Task to complete
Each line of the material must reappear unchanged in the answer.

Exercise data
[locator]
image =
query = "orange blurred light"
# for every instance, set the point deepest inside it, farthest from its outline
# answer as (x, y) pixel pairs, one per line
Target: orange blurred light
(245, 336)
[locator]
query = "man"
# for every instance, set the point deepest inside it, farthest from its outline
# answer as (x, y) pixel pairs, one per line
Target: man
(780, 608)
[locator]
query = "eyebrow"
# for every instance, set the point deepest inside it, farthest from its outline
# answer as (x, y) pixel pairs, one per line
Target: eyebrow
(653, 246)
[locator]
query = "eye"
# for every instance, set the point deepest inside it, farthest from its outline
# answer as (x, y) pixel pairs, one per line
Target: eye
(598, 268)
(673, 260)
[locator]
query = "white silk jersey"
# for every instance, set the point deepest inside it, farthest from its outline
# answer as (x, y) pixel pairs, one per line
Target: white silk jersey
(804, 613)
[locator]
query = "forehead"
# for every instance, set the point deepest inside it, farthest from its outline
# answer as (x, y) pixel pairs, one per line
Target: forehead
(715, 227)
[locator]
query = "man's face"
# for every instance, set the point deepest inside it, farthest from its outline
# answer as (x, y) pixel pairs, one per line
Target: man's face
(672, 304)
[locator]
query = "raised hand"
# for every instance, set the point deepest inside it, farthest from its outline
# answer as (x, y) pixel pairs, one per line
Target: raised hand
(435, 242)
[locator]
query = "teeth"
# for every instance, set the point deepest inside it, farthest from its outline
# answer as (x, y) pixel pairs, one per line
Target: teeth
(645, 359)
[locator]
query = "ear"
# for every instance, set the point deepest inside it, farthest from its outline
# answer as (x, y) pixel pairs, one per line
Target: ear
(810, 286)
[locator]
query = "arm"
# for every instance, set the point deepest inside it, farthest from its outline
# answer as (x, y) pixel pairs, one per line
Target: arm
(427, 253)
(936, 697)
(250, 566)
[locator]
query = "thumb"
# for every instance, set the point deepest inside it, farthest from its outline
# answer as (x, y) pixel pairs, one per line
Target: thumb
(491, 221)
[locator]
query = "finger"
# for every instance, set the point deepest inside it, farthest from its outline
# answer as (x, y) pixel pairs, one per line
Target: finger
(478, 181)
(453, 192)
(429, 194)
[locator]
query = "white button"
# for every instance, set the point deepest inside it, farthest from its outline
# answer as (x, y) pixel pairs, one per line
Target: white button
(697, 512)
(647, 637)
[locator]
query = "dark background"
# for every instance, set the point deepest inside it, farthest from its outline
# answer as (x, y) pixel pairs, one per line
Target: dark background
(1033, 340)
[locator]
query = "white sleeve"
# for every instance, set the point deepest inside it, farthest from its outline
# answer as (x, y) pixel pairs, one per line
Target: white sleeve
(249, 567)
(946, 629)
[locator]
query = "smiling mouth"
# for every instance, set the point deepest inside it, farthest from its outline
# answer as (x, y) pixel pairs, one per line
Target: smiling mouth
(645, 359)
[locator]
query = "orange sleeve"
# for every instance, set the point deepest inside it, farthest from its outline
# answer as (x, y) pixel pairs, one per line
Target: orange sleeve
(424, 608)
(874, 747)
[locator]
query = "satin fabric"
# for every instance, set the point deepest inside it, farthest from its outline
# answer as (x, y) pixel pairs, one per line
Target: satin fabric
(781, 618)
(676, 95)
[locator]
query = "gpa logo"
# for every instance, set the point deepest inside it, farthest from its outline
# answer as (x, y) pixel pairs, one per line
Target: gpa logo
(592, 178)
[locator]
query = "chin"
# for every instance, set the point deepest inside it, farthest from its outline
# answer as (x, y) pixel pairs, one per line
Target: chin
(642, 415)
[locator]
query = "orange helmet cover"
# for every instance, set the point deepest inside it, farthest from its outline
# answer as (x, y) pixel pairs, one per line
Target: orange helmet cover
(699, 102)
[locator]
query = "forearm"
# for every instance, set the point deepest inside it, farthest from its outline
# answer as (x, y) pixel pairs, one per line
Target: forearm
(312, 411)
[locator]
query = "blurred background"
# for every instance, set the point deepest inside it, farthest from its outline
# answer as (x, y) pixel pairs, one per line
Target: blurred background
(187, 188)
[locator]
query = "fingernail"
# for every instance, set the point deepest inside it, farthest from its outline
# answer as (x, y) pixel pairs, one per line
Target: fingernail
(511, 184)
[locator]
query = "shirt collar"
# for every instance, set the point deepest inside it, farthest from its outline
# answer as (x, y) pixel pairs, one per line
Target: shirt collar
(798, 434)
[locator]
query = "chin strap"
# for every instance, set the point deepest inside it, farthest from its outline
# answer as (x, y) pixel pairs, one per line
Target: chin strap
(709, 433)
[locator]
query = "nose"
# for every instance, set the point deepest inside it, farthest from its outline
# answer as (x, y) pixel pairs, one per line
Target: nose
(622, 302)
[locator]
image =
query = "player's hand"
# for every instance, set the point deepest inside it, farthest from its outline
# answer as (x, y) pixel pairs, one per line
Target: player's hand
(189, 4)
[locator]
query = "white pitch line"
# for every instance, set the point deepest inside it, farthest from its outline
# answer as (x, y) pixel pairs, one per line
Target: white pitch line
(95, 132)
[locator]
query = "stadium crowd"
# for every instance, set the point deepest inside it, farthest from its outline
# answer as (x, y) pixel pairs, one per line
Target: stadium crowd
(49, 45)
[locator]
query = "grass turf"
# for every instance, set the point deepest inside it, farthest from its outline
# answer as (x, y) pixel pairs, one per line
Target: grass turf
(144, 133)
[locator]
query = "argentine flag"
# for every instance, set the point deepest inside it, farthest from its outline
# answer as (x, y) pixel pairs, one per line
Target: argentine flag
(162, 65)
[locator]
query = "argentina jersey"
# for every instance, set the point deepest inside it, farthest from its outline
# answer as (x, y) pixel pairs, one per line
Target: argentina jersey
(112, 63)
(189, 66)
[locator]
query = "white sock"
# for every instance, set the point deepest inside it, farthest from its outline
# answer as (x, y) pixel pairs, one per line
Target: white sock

Task output
[locator]
image =
query = "orange blurred light"
# for every instance, set the point deepest inside it, farthest from its outline
# answer as (x, y) pixel pairs, one per line
Target: orange blurred light
(245, 336)
[locator]
query = "man"
# for every instance, set the point deepest inside it, farthest from its outline
# answer as (x, y) pixel pairs, one per line
Target: man
(780, 608)
[locator]
query = "eyebrow"
# for every instance, set the point deepest inside it, farthest from its outline
# answer as (x, y) pixel pairs, one per line
Target: eyebrow
(653, 246)
[locator]
query = "eye"
# for every instance, set the point deepest inside it, farthest from its outline
# answer as (x, y) pixel pairs, one per line
Target: eye
(598, 268)
(673, 260)
[locator]
query = "white silk jersey"
# for every instance, set the point deepest inside it, farthest from its outline
# answer as (x, y) pixel pairs, one per line
Target: white silk jersey
(804, 613)
[locator]
query = "forehead"
# for every instance, set the point deepest inside it, farthest from its outline
# answer as (x, y) pixel pairs, one per line
Target: forehead
(715, 227)
[locator]
query = "man's face"
# for every instance, set the point deepest inside it, farthest from its outline
# answer as (x, y) pixel pairs, one per line
Target: man's face
(672, 304)
[locator]
query = "raised hand"
# for every instance, set the point deepest inside it, farthest from its outline
# answer as (x, y) pixel pairs, one per line
Target: raised hand
(435, 242)
[locator]
query = "teeth"
# for every instance, set the point deepest inside it, farthest from its outline
# answer as (x, y) pixel pairs, one per line
Target: teeth
(645, 359)
[locator]
query = "ear"
# for every instance, set the point deepest inside it, farthest from its outline
# answer as (x, y) pixel pairs, one per line
Target: ear
(810, 286)
[locator]
query = "arm"
# for every instance, set the point deepest inside it, farthest from its outline
# answer as (x, y) pixel pairs, one per line
Target: arm
(427, 253)
(936, 697)
(250, 566)
[locator]
query = "thumb"
# for every instance, set the point deepest inside it, farthest from its outline
# answer as (x, y) pixel pairs, one per line
Target: thumb
(491, 221)
[locator]
query = "finger"
# for every instance, set the point deepest inside it, farthest from its outline
# answer as (x, y) pixel pairs, one per line
Target: finger
(478, 181)
(453, 192)
(429, 194)
[locator]
query = "white button"
# for every instance, set the point deepest inside it, farthest from its outline
# answer as (x, y) pixel pairs, one per line
Target: white button
(697, 512)
(647, 637)
[locator]
query = "dark background"
# for every instance, set the point deepest inside it, farthest from its outline
# answer as (x, y) pixel pairs, one per line
Target: dark background
(1033, 340)
[locator]
query = "white sleeve"
# for every instance, set the point deepest inside it, farthest from its outline
# answer as (x, y) pixel pairs, one per line
Target: white sleeve
(249, 567)
(946, 629)
[locator]
query = "smiling mouth"
# for every instance, set the point deepest inside it, farthest from its outline
# answer as (x, y) pixel pairs, one per line
Target: smiling mouth
(645, 359)
[locator]
query = "orange sleeve"
# for every instance, set the point deepest inside it, farthest from its outline
# answer as (x, y) pixel pairs, one per line
Target: orange sleeve
(424, 608)
(874, 747)
[locator]
query = "satin fabric"
# for every instance, set the point deepest inside it, farthest from its outline
# answer as (x, y) pixel pairs, one per line
Target: satin fabric
(781, 618)
(676, 95)
[locator]
query = "gpa logo"
# for every instance, set the point deepest inside it, farthest from its outline
# answer as (x, y) pixel pairs, one per line
Target: gpa logo
(592, 178)
[locator]
query = "chin"
# for every instance, set the point deepest inside it, farthest from its outline
# answer as (x, y) pixel pairs, one per line
Target: chin
(642, 415)
[locator]
query = "orange helmet cover"
# for every instance, set the point deepest inside it, farthest from its outline
# answer as (x, y) pixel pairs, one per line
Target: orange helmet cover
(699, 102)
[locator]
query = "forearm"
# for every instance, set the point deepest inside it, farthest from its outline
# answer as (x, y) pixel pairs, one per line
Target: forearm
(312, 411)
[locator]
query = "blurred background"
# for every instance, set the point deepest inside it, farthest from its outline
# answer as (x, y) pixel pairs, one per line
Target: blurred background
(187, 188)
[locator]
query = "fingernail"
# for every instance, set the point deepest inside it, farthest from its outline
# answer as (x, y) pixel pairs, one per line
Target: fingernail
(511, 184)
[locator]
query = "shirt collar"
# for every instance, set the point deepest inside it, farthest from its outline
# answer as (x, y) pixel pairs, one per line
Target: shirt collar
(798, 434)
[locator]
query = "chin strap"
# for every instance, set the point deepest inside it, farthest from its outline
# answer as (x, y) pixel pairs, one per line
Target: chin strap
(709, 433)
[locator]
query = "nose"
# for every instance, set the point deepest inside it, farthest from its outline
# answer as (x, y) pixel pairs, one per line
Target: nose
(622, 302)
[locator]
image =
query = "player's hand"
# for every instance, set the point deepest inside it, farthest from its outline
# answer as (x, y) pixel pairs, one per line
Target: player's hand
(189, 4)
[locator]
query = "white pitch line"
# for every instance, set the point deepest inside it, farthest from its outline
# answer as (x, y) pixel pairs, one per line
Target: white pitch line
(95, 132)
[locator]
query = "stadium crowd"
# for every instance, set the point deepest inside it, farthest from its outline
# answer as (x, y) pixel pairs, one per line
Target: stadium crowd
(49, 45)
[locator]
query = "grass turf"
# for every instance, set the point deepest inside it, farthest from its outline
# answer as (x, y) pixel pairs, one per line
Target: grass turf
(144, 133)
[locator]
query = "argentine flag"
# for every instance, set the point deepest inside it, farthest from its outline
# answer as (x, y) pixel pairs, one per line
Target: argentine flag
(162, 65)
[locator]
query = "argentina jersey"
# for every instance, set the point deepest inside it, farthest from its outline
# answer as (x, y) pixel pairs, one per line
Target: argentina jersey
(112, 63)
(189, 66)
[locator]
query = "white sock"
# for every instance, set the point deepest inside it, farthest from its outline
# answer as (x, y) pixel pairs, one per line
Target: white sock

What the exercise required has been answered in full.